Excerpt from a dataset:
------------------------------------------------

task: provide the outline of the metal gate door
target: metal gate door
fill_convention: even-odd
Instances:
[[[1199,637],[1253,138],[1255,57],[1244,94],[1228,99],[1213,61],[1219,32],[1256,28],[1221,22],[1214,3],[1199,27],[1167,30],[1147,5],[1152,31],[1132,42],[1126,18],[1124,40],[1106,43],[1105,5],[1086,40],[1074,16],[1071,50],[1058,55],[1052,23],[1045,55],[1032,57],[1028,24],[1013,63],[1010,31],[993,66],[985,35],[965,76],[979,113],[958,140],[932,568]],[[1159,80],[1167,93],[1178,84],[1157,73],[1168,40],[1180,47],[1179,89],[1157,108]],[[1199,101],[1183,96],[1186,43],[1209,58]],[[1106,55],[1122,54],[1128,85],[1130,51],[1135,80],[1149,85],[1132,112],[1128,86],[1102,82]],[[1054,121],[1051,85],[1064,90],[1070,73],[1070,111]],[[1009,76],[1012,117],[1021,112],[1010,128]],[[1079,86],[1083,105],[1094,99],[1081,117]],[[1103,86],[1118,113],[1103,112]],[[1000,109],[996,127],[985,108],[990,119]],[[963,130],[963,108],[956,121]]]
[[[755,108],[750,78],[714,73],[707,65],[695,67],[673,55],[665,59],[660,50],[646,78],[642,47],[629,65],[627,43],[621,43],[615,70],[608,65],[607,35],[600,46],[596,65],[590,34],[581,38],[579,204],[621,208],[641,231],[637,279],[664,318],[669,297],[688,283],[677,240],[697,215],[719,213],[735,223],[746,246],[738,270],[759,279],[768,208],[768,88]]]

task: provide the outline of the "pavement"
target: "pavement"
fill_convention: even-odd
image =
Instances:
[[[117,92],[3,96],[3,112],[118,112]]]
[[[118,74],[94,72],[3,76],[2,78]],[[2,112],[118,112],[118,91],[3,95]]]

------------------------------------------------

* What is needed
Please repeat all of the material above, swapping every "outline" for "boundary" and leaving everything else unchanged.

* Exercise result
task: provide the boundary of the metal gate door
target: metal gate door
fill_convention: even-odd
Instances:
[[[1199,637],[1253,138],[1255,57],[1244,94],[1228,99],[1213,61],[1219,32],[1256,28],[1221,22],[1214,3],[1199,27],[1167,30],[1147,5],[1152,31],[1132,42],[1126,18],[1124,40],[1106,43],[1105,5],[1086,40],[1074,16],[1071,50],[1058,55],[1052,23],[1045,55],[1032,57],[1028,24],[1013,63],[1010,31],[993,66],[985,35],[965,76],[979,113],[958,140],[932,568]],[[1159,80],[1167,93],[1178,84],[1157,73],[1168,40],[1180,47],[1179,89],[1157,108]],[[1199,101],[1183,96],[1186,43],[1209,58]],[[1106,55],[1122,54],[1128,85],[1130,51],[1135,80],[1149,85],[1132,112],[1128,86],[1102,82]],[[1054,121],[1051,85],[1064,90],[1070,73],[1070,111]],[[1009,76],[1012,117],[1021,112],[1010,128]],[[1079,86],[1083,105],[1094,99],[1081,117]],[[1103,86],[1118,113],[1103,112]],[[1000,109],[996,127],[985,108],[990,119]],[[963,130],[963,108],[956,121]]]
[[[755,108],[750,78],[714,73],[707,65],[695,67],[673,55],[665,59],[660,50],[646,78],[642,47],[629,65],[627,43],[621,43],[615,70],[608,65],[607,35],[600,46],[596,65],[590,34],[581,38],[579,204],[621,208],[641,231],[637,279],[664,318],[669,297],[688,283],[677,240],[697,215],[719,213],[735,223],[746,246],[738,270],[759,279],[768,208],[768,88]]]

task: provide the boundary of the "pavement"
target: "pavement"
fill_convention: even-odd
image =
Instances:
[[[117,92],[3,96],[3,112],[118,112]]]
[[[118,74],[94,72],[3,76],[2,78]],[[2,112],[118,112],[118,91],[3,95]]]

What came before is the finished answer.